Rewrite the items below, replacing every "marker" with "pin" and keeping everything else the same. Leave the pictures out of your answer.

**Entries provided:**
● ● ●

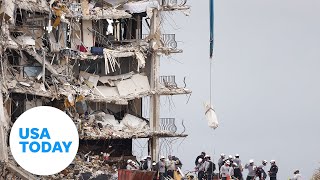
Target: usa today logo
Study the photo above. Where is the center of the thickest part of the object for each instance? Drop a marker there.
(44, 140)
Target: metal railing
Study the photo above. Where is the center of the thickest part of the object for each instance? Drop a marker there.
(168, 124)
(168, 81)
(168, 40)
(170, 3)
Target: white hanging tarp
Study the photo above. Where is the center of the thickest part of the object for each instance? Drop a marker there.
(211, 116)
(141, 6)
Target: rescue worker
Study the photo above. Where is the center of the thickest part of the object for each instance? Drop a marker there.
(260, 172)
(161, 166)
(142, 162)
(130, 166)
(210, 167)
(200, 156)
(238, 161)
(251, 168)
(237, 173)
(178, 162)
(148, 163)
(200, 168)
(273, 170)
(230, 158)
(171, 167)
(221, 161)
(296, 175)
(225, 170)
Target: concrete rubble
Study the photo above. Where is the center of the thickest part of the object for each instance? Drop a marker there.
(88, 59)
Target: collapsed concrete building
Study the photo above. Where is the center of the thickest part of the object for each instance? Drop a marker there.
(92, 60)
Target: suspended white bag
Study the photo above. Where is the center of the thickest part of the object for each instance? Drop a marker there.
(211, 116)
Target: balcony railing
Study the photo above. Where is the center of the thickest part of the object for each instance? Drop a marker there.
(171, 3)
(168, 40)
(168, 81)
(168, 124)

● ● ●

**Full output:**
Target: usa today logo
Study the photo above. Where is the center of the thickest part of the object for each instance? Drop a pin there.
(44, 140)
Target: metal railing
Study the photo above. Where is the center of the thickest part of the object for each instance? Drop a pin there.
(168, 124)
(168, 81)
(168, 40)
(170, 3)
Target: white hanging tarp
Study the photo above. Where is the center of the thickest part of the object for each instance? Drop a pin there.
(211, 116)
(141, 6)
Target: rescue worker
Study the photo above. Where is the center of the thickest part of the object for each instance? Drop a pin there.
(260, 172)
(161, 166)
(142, 162)
(130, 166)
(210, 167)
(200, 156)
(238, 161)
(251, 168)
(237, 173)
(178, 162)
(148, 163)
(200, 168)
(273, 170)
(230, 158)
(171, 167)
(221, 161)
(296, 175)
(225, 170)
Target: concrete rubble
Study the photo above. Where is the center of the thickest part of the object for each instance? Drop a pin there.
(88, 59)
Target: collapsed concrete building
Study the photo above. Where is the center of the thickest part of the object for each instance? Drop a pin there.
(92, 60)
Target: suspended white bag
Study the photo above. Where is the center of the thickest part of the object for each instance? Drop a pin there.
(211, 116)
Target: balcony railing
Study the photo above. Where is the center of the thickest part of the object for each instance? Drop a pin there.
(171, 3)
(168, 40)
(168, 81)
(168, 124)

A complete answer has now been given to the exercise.